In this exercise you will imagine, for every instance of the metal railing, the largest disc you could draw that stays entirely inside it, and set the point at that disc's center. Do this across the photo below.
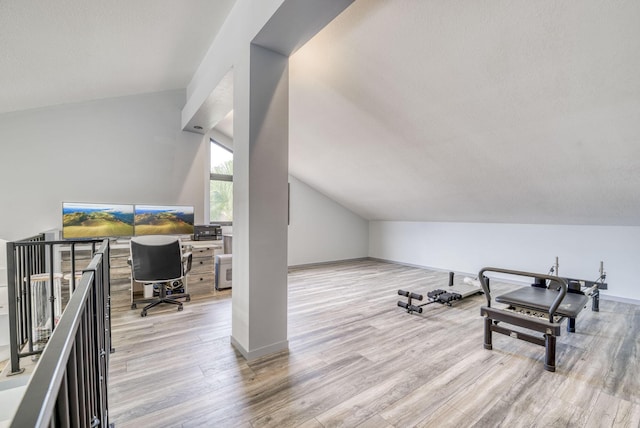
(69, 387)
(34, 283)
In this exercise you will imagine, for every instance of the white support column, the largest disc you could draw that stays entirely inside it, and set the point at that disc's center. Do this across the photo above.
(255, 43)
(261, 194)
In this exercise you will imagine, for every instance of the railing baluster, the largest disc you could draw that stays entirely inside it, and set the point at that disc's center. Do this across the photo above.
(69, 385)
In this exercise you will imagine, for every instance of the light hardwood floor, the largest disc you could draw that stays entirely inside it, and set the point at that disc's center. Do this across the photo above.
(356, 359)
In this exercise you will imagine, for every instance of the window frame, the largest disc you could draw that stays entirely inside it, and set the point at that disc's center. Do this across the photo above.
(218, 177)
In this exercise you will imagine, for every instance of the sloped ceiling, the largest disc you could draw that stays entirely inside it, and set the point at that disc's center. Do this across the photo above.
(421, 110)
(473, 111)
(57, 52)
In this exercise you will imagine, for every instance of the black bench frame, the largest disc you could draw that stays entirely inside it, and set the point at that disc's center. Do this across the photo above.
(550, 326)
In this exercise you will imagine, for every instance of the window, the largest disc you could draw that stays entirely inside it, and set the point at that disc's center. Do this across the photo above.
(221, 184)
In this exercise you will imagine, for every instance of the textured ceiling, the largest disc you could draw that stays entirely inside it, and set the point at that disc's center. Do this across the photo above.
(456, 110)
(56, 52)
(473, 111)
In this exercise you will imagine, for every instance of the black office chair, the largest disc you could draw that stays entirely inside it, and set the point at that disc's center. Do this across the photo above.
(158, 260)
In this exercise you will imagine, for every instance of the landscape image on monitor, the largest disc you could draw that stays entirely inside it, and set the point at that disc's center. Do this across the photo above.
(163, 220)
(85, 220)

* * * * *

[The task]: Express the material as a JSON list of strings, one string per line and no blank lines, starting at the line that contains "of the landscape" and running through the end of the material.

[Output of the exercise]:
[
  "In this exercise you will imagine, for every instance of the landscape image on monitor, the largest disc you could draw that stays entirely inside it, and set the point at that disc's center. Do this across the photo above.",
  "(163, 220)",
  "(85, 220)"
]